TASK DIRECTIONS:
An exact copy of all the data below is needed.
(THE INPUT)
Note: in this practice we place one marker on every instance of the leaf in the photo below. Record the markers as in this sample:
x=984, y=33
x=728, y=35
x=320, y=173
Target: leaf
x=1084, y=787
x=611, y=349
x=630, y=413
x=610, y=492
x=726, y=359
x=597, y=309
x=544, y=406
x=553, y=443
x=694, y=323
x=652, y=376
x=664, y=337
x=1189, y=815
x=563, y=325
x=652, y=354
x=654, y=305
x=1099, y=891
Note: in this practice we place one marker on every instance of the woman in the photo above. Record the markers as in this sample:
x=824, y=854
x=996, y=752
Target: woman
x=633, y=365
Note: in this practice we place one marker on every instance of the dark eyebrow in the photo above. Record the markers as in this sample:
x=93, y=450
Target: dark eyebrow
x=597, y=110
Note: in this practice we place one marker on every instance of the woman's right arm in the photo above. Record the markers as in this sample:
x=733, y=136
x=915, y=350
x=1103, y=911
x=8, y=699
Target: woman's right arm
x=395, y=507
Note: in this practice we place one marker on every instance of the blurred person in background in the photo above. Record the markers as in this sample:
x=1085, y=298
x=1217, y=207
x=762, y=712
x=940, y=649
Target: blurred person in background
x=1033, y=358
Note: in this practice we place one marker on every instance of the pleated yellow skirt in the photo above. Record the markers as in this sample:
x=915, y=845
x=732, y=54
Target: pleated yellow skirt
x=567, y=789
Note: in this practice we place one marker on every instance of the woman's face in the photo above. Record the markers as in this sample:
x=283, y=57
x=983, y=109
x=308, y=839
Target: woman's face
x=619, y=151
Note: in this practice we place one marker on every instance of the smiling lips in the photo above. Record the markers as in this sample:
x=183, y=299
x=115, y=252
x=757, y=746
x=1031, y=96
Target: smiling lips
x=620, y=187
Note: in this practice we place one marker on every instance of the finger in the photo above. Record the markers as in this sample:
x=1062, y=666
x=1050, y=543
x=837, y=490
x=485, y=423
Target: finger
(End THE INPUT)
RESPONSE AREA:
Note: in this practice we place one marker on every instance of the leaf in the photo below. Record the markers as in this sample:
x=984, y=33
x=728, y=35
x=320, y=173
Target: leaf
x=1084, y=787
x=611, y=349
x=630, y=413
x=610, y=492
x=726, y=359
x=597, y=309
x=544, y=406
x=553, y=443
x=694, y=323
x=652, y=376
x=664, y=337
x=1189, y=815
x=563, y=325
x=652, y=354
x=654, y=305
x=1099, y=891
Note: in this practice we place one marker on every instance of the woman in the photo above. Record the markers as in this sample:
x=824, y=854
x=996, y=752
Target: woman
x=633, y=365
Note: in this practice we place one marker on every instance of the dark eyebrow in the photo above. Record the markers as in this sample:
x=93, y=450
Target: dark eyebrow
x=597, y=110
Note: in this practice we place one marker on every instance of the woman's right arm in the photo above. Record the markers as in this sample:
x=733, y=136
x=915, y=350
x=1103, y=911
x=8, y=699
Target: woman's right arm
x=395, y=507
Note: in this practice we place one marker on every instance of the blurred person in background in the photo above. Record the markers as in this sample:
x=1085, y=298
x=1217, y=207
x=762, y=712
x=940, y=649
Target: blurred person in background
x=1033, y=358
Note: in this practice we place one marker on every instance of the pleated yellow skirt in the photo above. Record the markers as in this sample:
x=915, y=845
x=732, y=54
Target: pleated yellow skirt
x=567, y=789
Note: in this practice we place one marker on every instance of the woman's face in the photo above. Record the markers as in this sample:
x=283, y=57
x=983, y=109
x=308, y=839
Target: woman's face
x=619, y=151
Note: in this practice we place one marker on every instance of the smiling lips in the photo above. Record the markers as in this sample:
x=183, y=299
x=115, y=252
x=757, y=746
x=1031, y=96
Target: smiling lips
x=620, y=187
Note: in this practice we place one marker on every instance of the finger in the photo above. Record the markers as in this sample:
x=1062, y=666
x=1050, y=543
x=837, y=490
x=485, y=423
Target: finger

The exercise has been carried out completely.